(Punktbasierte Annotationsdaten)
□ □ □

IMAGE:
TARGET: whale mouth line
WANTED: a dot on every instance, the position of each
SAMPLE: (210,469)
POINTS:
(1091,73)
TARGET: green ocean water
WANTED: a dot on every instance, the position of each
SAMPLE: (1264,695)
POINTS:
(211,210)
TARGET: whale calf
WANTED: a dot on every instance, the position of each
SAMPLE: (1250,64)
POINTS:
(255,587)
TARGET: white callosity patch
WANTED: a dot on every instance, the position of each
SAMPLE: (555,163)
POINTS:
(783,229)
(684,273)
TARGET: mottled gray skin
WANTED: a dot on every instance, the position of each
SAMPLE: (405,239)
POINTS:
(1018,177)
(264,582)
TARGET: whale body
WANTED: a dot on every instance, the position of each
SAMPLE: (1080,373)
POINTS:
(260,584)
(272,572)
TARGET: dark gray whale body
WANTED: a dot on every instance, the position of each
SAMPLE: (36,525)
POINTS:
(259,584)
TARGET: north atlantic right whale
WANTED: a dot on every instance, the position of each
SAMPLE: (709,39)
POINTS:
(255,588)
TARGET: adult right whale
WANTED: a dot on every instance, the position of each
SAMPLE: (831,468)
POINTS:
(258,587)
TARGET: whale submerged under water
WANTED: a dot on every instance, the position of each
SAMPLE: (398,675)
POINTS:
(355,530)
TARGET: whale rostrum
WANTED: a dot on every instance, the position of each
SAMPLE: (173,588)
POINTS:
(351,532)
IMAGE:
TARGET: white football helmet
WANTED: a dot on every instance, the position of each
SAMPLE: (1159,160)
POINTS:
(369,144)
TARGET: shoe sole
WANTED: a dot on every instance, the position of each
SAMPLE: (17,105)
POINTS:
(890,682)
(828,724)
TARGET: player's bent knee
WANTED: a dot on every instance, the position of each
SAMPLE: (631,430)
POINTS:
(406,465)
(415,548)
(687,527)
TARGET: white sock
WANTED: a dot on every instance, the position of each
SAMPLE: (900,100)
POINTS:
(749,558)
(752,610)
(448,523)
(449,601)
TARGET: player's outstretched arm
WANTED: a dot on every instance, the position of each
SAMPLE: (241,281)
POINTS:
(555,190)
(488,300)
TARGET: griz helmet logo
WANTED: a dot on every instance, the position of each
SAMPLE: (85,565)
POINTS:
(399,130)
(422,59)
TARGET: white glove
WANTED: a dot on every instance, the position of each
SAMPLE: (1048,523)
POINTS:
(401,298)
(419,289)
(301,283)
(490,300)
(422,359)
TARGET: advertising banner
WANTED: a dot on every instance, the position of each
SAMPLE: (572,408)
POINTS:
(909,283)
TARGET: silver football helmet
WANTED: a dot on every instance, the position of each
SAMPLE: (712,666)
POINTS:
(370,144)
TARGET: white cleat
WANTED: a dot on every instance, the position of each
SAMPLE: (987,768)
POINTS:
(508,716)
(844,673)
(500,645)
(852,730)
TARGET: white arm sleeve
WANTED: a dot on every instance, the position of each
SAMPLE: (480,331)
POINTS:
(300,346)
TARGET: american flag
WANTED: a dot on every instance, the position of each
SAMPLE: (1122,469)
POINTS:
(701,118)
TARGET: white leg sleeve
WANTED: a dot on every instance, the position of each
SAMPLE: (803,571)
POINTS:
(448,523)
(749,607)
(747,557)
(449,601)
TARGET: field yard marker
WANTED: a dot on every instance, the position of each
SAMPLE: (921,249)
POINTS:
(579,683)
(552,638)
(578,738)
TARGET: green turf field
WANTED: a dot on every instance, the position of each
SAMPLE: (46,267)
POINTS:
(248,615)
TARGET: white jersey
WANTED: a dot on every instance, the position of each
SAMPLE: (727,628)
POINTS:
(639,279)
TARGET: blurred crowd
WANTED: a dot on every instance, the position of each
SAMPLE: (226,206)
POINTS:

□ □ □

- _AUFGABENSTELLUNG_
Gib das gesamte Material oben Zeile für Zeile unverändert wieder.

- _LÖSUNG_
IMAGE:
TARGET: whale mouth line
WANTED: a dot on every instance, the position of each
SAMPLE: (210,469)
POINTS:
(1091,73)
TARGET: green ocean water
WANTED: a dot on every instance, the position of each
SAMPLE: (1264,695)
POINTS:
(211,210)
TARGET: whale calf
WANTED: a dot on every instance, the position of each
SAMPLE: (1250,64)
POINTS:
(255,587)
TARGET: white callosity patch
WANTED: a dot on every instance, the position of each
SAMPLE: (555,163)
POINTS:
(783,229)
(684,273)
TARGET: mottled gray skin
WANTED: a dot on every instance, the position of each
SAMPLE: (405,239)
POINTS:
(1018,177)
(264,582)
TARGET: whale body
WANTED: a dot on every instance, the position of each
SAMPLE: (1080,373)
POINTS:
(260,584)
(272,572)
TARGET: dark gray whale body
WANTED: a dot on every instance, the position of each
SAMPLE: (36,525)
POINTS:
(259,584)
TARGET: north atlantic right whale
WANTED: a dot on every instance, the position of each
SAMPLE: (709,39)
POINTS:
(255,588)
TARGET: adult right whale
WANTED: a dot on every instance, the position of each
SAMPLE: (831,468)
POINTS:
(258,587)
TARGET: whale submerged under water
WANTED: a dot on every instance, the position of each
SAMPLE: (398,675)
POINTS:
(355,530)
TARGET: whale rostrum
WANTED: a dot on every instance, the position of each
SAMPLE: (173,588)
POINTS:
(351,532)
IMAGE:
TARGET: white football helmet
WANTED: a dot on every instance, the position of each
SAMPLE: (1159,160)
POINTS:
(369,144)
TARGET: shoe sole
WANTED: a dot on every instance, the position of each
SAMPLE: (17,105)
POINTS:
(890,682)
(828,724)
TARGET: player's bent knee
WANTED: a dot on every instance, the position of each
SAMPLE: (631,430)
POINTS:
(406,465)
(415,548)
(687,527)
TARGET: white sock
WANTED: a dot on every instance, the position of each
SAMPLE: (900,100)
POINTS:
(749,558)
(752,610)
(448,523)
(449,601)
TARGET: player's outstretched arm
WANTED: a dot on every instance, the position of each
SAMPLE: (241,281)
POINTS:
(555,190)
(488,300)
TARGET: griz helmet logo
WANTED: a dot on every instance, the position of each
SAMPLE: (85,565)
POINTS:
(399,130)
(422,59)
TARGET: white glove
WANTED: a dot on every instance, the position of each
SAMPLE: (1048,523)
POINTS:
(401,298)
(419,289)
(301,283)
(490,300)
(422,359)
TARGET: advertising banner
WANTED: a dot on every instance, the position of each
SAMPLE: (572,408)
POINTS:
(909,283)
TARGET: silver football helmet
WANTED: a dot on every instance, the position of each
SAMPLE: (712,666)
POINTS:
(370,144)
TARGET: white cleat
WANTED: a dot on every instance, the position of each
SAMPLE: (987,768)
POINTS:
(508,716)
(844,673)
(500,645)
(852,730)
TARGET: white arm sleeve
WANTED: a dot on every instance, the position of each
SAMPLE: (480,331)
POINTS:
(300,346)
TARGET: american flag
WANTED: a dot on every instance, the position of each
SAMPLE: (1122,469)
POINTS:
(701,118)
TARGET: white leg sleeve
WANTED: a dot on every instance, the position of each
SAMPLE: (803,571)
POINTS:
(448,523)
(749,607)
(747,557)
(449,601)
TARGET: field yard marker
WANTED: a dot on every instance, the position of each
SAMPLE: (921,249)
POINTS:
(579,683)
(552,638)
(578,738)
TARGET: green turf field
WANTED: a dot on every instance, the position of each
SAMPLE: (46,267)
POINTS:
(248,615)
TARGET: white jersey
WANTED: a dot on every instance, the position of each
SAMPLE: (727,628)
POINTS:
(639,279)
TARGET: blurred crowd
WANTED: a dot on every instance, the position of each
SAMPLE: (226,206)
POINTS:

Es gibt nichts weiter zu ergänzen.